#### Passage to read:
··········
Lower KL is better because it means the uncensored checkpoint stayed closer to the original model on safe prompts. The absence of a comparable KL number is not a strike against an Abliterated checkpoint; it just means you should not pretend the comparison is numeric when the model card does not publish matching measurements.

One caveat about Heretic the tool: it is non-deterministic. Different runs on the same base model produce different parameter sets. The Qwen3 4B Heretic number above belongs to that specific checkpoint, not to every possible Heretic run. Any uncensored LLM labeled "heretic" should be evaluated on its own measured KL and refusal numbers.

Which Uncensored Method Should You Pick?

Choose between Heretic and abliterated checkpoints by comparing measured refusal rate, KL divergence, base model quality, and how much community testing the exact checkpoint has. Framed as abliterated vs heretic, the established 2024 method against the 2025 automated successor, the practical decision is checkpoint-specific: Heretic is attractive when the card discloses better numbers; abliterated releases remain practical when they are the better-tested artifact.

Heretic Wins When

  • The exact checkpoint publishes lower KL divergence than available abliterated variants at a similar refusal rate.
  • The model card discloses refusal rate, KL divergence, prompt-set details, and enough context to judge the run.
  • You want Qwen3 4B Heretic or the Numen fine-tuned Qwen3 4B Heretic NoSlop variant in Private LLM.

Abliterated Wins When

  • You need a deterministic, well-tested artifact. Huihui checkpoints are reproducible and heavily used, which surfaces failure modes faster than a fresh Heretic run would.
  • The base model has a known abliterated variant available in Private LLM, and there is no shipped Heretic counterpart for that family.
  • You plan to DPO-heal the model afterwards on domain data. Abliteration plus DPO is the longer-tested recovery path.

Private LLM Heretic and Abliterated Models

Private LLM runs Heretic and Abliterated checkpoints by shipping Apple-device quantized builds rather than raw full-precision Hugging Face weights. The practical choice is two-step: pick the uncensored method with the strongest disclosed quality numbers, then pick the model size that fits your iPhone, iPad, or Mac.
··········
#### What you should do:
Could you write what comes next in the piece comparing Heretic and abliterated models, picking up right after its last sentence? You don't need the listing for any of this.

#### Data shown:
··········
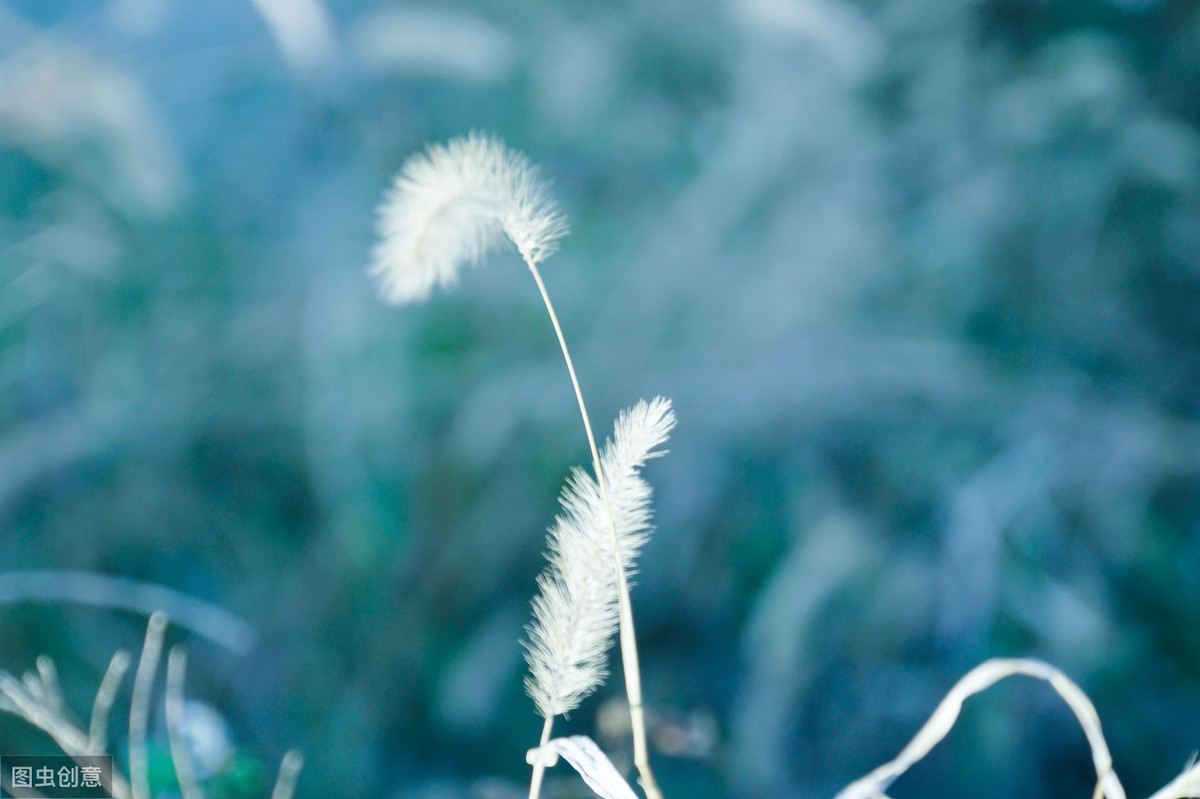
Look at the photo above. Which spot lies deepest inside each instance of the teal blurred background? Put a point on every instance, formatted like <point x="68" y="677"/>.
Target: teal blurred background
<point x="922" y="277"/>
··········
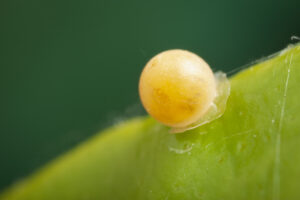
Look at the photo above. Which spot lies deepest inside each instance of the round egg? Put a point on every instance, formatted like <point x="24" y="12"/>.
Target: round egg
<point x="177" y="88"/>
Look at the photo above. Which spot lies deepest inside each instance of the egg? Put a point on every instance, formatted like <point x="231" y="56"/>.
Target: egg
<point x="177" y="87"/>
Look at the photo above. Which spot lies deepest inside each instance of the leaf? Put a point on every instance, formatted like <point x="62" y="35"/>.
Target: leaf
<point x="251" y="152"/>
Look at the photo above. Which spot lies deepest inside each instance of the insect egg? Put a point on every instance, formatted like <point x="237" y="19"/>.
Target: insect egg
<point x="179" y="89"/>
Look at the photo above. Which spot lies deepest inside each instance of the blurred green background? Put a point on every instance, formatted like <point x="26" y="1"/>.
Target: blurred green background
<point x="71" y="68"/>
··········
#### Solved problem:
Heretic and abliterated checkpoints ship as full-precision models on Hugging Face. Running them on a phone requires quantization. Private LLM ships GPTQ and OmniQuant quantization, both originally published research methods (GPTQ from Frantar et al. 2022, OmniQuant from OpenGVLab 2023) tuned per model on Apple hardware, rather than the RTN quantization used by llama.cpp-based apps. That tuning is what makes a 4B abliterated LLM or heretic LLM feel usable on an iPhone 15 Pro instead of a laboratory curiosity. Our own benchmarks put 3-bit OmniQuant quality at parity with 4-bit RTN on the same hardware, which is the part of the stack that decides whether the uncensored LLM you picked is actually faster than Ollama on a Mac.

The Heretic and Abliterated model list currently shipping in Private LLM, by hardware tier:

iPhone Tier (4 GB to 6 GB RAM)

Qwen3 4B Heretic on iPhone providing uncensored creative writing feedback in Private LLM
Qwen3 4B Heretic running on iPhone in Private LLM, reused from the Qwen3 4B Heretic release post.
Qwen3 4B Abliterated on iPhone in Private LLM for local character roleplay
Qwen3 4B Abliterated running on iPhone in Private LLM, reused from the Qwen3 4B Abliterated release post.

iPad and 16 GB Mac Tier (8 GB to 16 GB RAM)

Qwen3 4B Heretic NoSlop on Mac generating noir fiction in Private LLM
Qwen3 4B Heretic NoSlop on Mac, reused from the Qwen3 4B Heretic release post.

Mac-Only Tier (32 GB and 48 GB RAM)

Llama 3.3 70B Abliterated writing mature fiction locally in Private LLM on Mac
Llama 3.3 70B Abliterated running on Mac in Private LLM, reused from the Llama 3.3 70B Uncensored release post.

In Private LLM today, Heretic coverage is concentrated in the Qwen3 4B family. Abliterated coverage is broader because the technique is older and many manual checkpoints exist across more model families.

Objection Handling

The two practical objections are whether you should run Heretic yourself and whether uncensored behavior holds in long chats. The honest answer is mixed: Heretic is reproducible for model builders, but phone use still needs quantization; both methods can leave soft refusals or moralizing prose.

"Can I not just run Heretic myself on my own hardware?" Yes. You will get a full-precision output that still needs quantization before it runs on an iPhone. Private LLM packages, quantizes, tunes, and tests supported checkpoints for Apple devices. For NoSlop, Numen fine-tuned an exclusive variant to reduce AI-slop prose while preserving the uncensored behavior.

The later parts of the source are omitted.